# Work to be completed:
Convert everything from the line containing "yellow wildflower visible." down through the end of the records into a CSV with columns named text and answer, one row per record. Put each value in a single quoted field, with line breaks replaced by spaces.

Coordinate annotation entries
........

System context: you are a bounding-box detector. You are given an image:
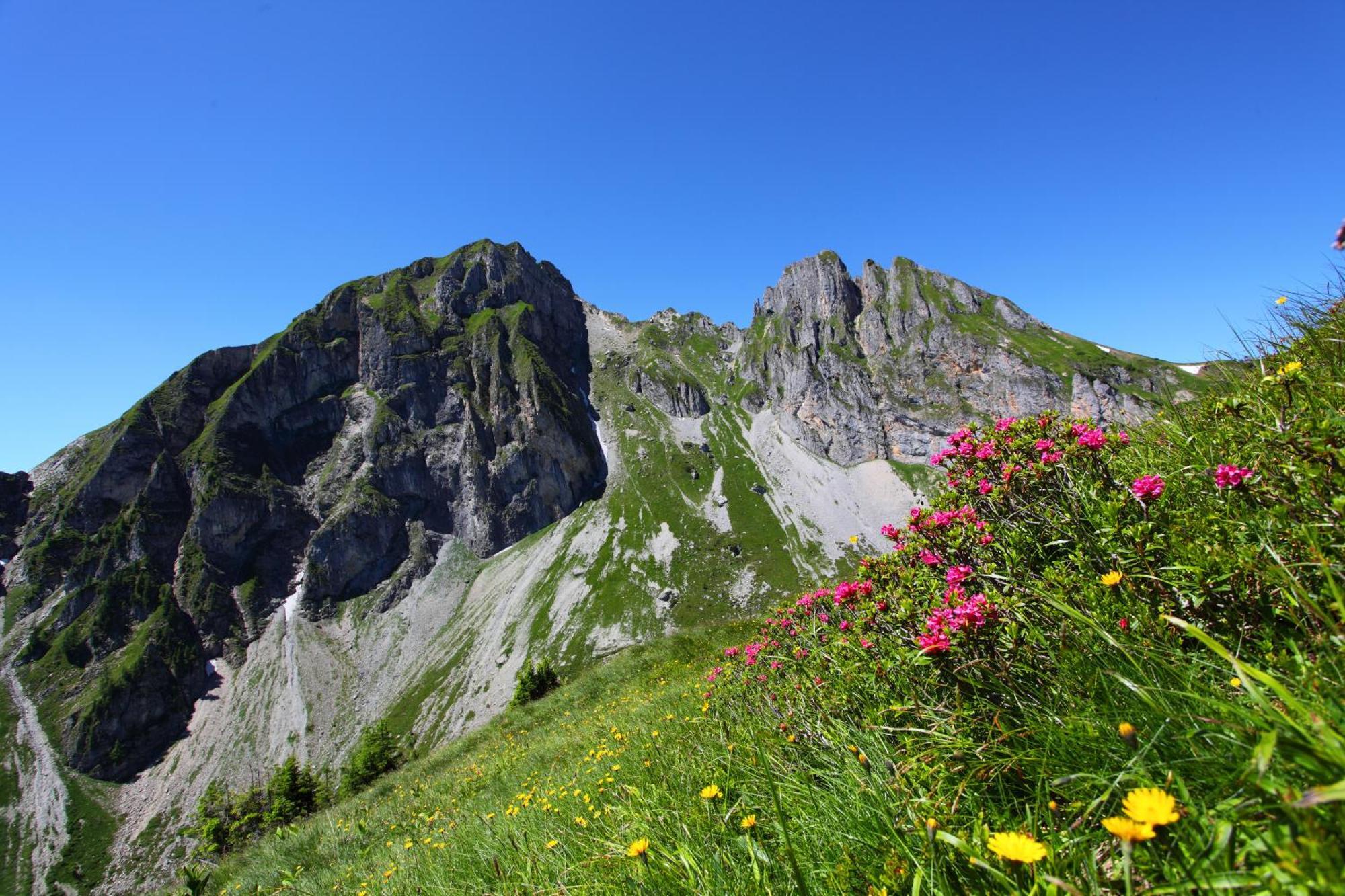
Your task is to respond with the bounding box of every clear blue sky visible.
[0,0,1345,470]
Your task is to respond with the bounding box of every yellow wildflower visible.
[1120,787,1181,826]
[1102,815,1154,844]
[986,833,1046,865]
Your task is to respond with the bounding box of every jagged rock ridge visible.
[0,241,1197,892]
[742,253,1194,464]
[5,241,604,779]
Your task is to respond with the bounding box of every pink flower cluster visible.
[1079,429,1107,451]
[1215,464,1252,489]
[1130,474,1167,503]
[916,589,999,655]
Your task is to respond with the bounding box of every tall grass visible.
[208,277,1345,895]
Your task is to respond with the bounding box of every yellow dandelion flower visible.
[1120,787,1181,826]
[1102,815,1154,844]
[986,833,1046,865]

........

# Answer to the task:
text,answer
"Your task is to respond with the bounding box of every yellow wildflower visible.","[1120,787,1181,826] [1102,815,1154,844] [986,833,1046,865]"
"Your task is to respond with the bounding box of every jagged rock ridge visible.","[0,241,1197,892] [742,253,1194,464] [5,241,604,779]"
"Your task is to respond with the bounding box of every pink flower cluster visible.","[1079,429,1107,451] [1215,464,1252,489] [1130,474,1167,503] [916,589,999,655]"
"Your task is to respond with the bounding box of every tall grass visible.","[208,277,1345,895]"
"Your task is to respond with the bounding box of every yellow dandelion flower visible.","[1120,787,1181,826] [1102,815,1154,844] [986,833,1046,865]"